-- Data start --
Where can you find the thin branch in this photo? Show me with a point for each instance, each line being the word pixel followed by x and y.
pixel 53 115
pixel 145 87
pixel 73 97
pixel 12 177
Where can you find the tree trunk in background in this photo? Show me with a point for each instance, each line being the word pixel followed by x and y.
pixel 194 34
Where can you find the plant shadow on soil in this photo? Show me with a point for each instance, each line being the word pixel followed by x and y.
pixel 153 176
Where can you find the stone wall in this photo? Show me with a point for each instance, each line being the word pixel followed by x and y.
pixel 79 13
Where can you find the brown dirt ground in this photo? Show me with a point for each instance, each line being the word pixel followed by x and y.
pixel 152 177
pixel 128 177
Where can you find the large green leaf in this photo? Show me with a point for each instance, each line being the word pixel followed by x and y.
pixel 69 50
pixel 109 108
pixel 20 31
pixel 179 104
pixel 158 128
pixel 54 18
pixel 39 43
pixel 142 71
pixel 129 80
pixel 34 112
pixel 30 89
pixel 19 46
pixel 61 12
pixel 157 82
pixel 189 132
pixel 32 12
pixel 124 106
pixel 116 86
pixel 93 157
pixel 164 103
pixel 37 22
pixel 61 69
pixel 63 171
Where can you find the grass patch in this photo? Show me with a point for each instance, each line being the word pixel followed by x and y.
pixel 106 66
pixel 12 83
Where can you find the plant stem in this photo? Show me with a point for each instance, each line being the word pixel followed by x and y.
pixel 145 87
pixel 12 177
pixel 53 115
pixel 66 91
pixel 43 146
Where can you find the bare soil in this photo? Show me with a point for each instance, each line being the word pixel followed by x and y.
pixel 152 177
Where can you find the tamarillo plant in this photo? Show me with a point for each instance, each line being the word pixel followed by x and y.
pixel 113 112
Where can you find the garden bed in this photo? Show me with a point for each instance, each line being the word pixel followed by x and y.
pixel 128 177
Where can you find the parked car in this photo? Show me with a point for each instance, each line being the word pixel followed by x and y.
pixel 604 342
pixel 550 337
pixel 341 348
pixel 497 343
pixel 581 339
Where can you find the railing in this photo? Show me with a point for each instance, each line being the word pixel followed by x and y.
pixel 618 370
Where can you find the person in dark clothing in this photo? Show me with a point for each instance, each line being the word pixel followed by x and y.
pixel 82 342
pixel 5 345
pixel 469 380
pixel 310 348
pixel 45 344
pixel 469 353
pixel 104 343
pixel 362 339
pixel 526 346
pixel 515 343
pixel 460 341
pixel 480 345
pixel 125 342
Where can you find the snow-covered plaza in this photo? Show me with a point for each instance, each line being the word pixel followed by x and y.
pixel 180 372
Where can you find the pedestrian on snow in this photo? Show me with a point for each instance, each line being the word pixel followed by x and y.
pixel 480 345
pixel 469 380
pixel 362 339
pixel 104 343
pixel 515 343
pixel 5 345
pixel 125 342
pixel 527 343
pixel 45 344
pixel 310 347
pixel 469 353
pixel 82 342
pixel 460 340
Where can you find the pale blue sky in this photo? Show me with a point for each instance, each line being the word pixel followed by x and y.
-- Data end --
* Work required *
Return every one of the records above, line for line, with no changes.

* Response to the task *
Where can you find the thin branch in this photo? Show me with a point for each instance, each line being the word pixel followed by x and y.
pixel 53 115
pixel 145 87
pixel 73 97
pixel 12 177
Where can you find the tree trunk in background in this photo? Show me with a point for each instance, each line being the word pixel followed by x and y.
pixel 194 34
Where can you find the plant shadow on soil in this photo? Show me with a point for each instance, each line being the word pixel followed by x and y.
pixel 153 176
Where can you find the stone wall in this photo? Show me with a point for each instance, each line being the word pixel followed by x and y.
pixel 79 13
Where can you find the brown dirt ground in this photo? Show me with a point for each instance, each line being the word pixel followed by x and y.
pixel 152 177
pixel 128 177
Where can you find the large green leaf in this photo? Show me with a point for each instance, each line being the word pixel followed by x and y.
pixel 69 50
pixel 109 108
pixel 20 31
pixel 179 104
pixel 158 128
pixel 54 18
pixel 39 43
pixel 142 71
pixel 129 80
pixel 34 112
pixel 30 89
pixel 19 46
pixel 61 12
pixel 157 82
pixel 189 132
pixel 32 12
pixel 124 106
pixel 116 86
pixel 93 157
pixel 164 103
pixel 37 22
pixel 61 69
pixel 63 171
Where can you find the grass patch in this photo? Show me with a point for each instance, each line being the word pixel followed by x and y.
pixel 106 66
pixel 12 83
Where can you find the plant stem in this photo? Show me with a point for each instance, each line being the word pixel followed by x and y.
pixel 145 87
pixel 12 177
pixel 53 115
pixel 66 91
pixel 43 146
Where can you find the bare soil in this photo? Show me with a point for each instance, each line being the word pixel followed by x and y.
pixel 152 177
Where can you find the tamarillo plant in this photo? Show me with a point for each instance, each line being the word pixel followed by x and y.
pixel 113 112
Where can you find the garden bed in this photo? Show me with a point for each instance, each line being the word pixel followed by x and y.
pixel 128 177
Where can you find the parked car in this photo? Show me with a point for each instance, each line being the word pixel followed by x and y.
pixel 604 342
pixel 550 337
pixel 341 348
pixel 497 343
pixel 581 339
Where can you find the railing in this photo? Show me with a point for each instance, each line being the word pixel followed by x and y.
pixel 618 370
Where can you find the person in dark clothing in this photo? Show me with a point for each instance, each line being the word pixel followed by x and y.
pixel 82 342
pixel 5 345
pixel 469 380
pixel 310 348
pixel 45 344
pixel 469 353
pixel 104 343
pixel 362 339
pixel 526 346
pixel 515 343
pixel 460 341
pixel 480 345
pixel 125 342
Where can you find the snow-covered plaza in this photo? Show me with a point for each instance, each line being the word pixel followed by x and y.
pixel 180 372
Where can you find the pedestrian on snow in this photo? Show me with a point for each instance, each line being the word pixel followed by x and y.
pixel 480 345
pixel 469 380
pixel 362 339
pixel 104 343
pixel 515 343
pixel 5 345
pixel 125 342
pixel 527 343
pixel 45 344
pixel 310 347
pixel 469 353
pixel 82 342
pixel 460 340
Where can you find the pale blue sky in this photo? Show me with a point for each instance, each line being the word pixel followed by x and y.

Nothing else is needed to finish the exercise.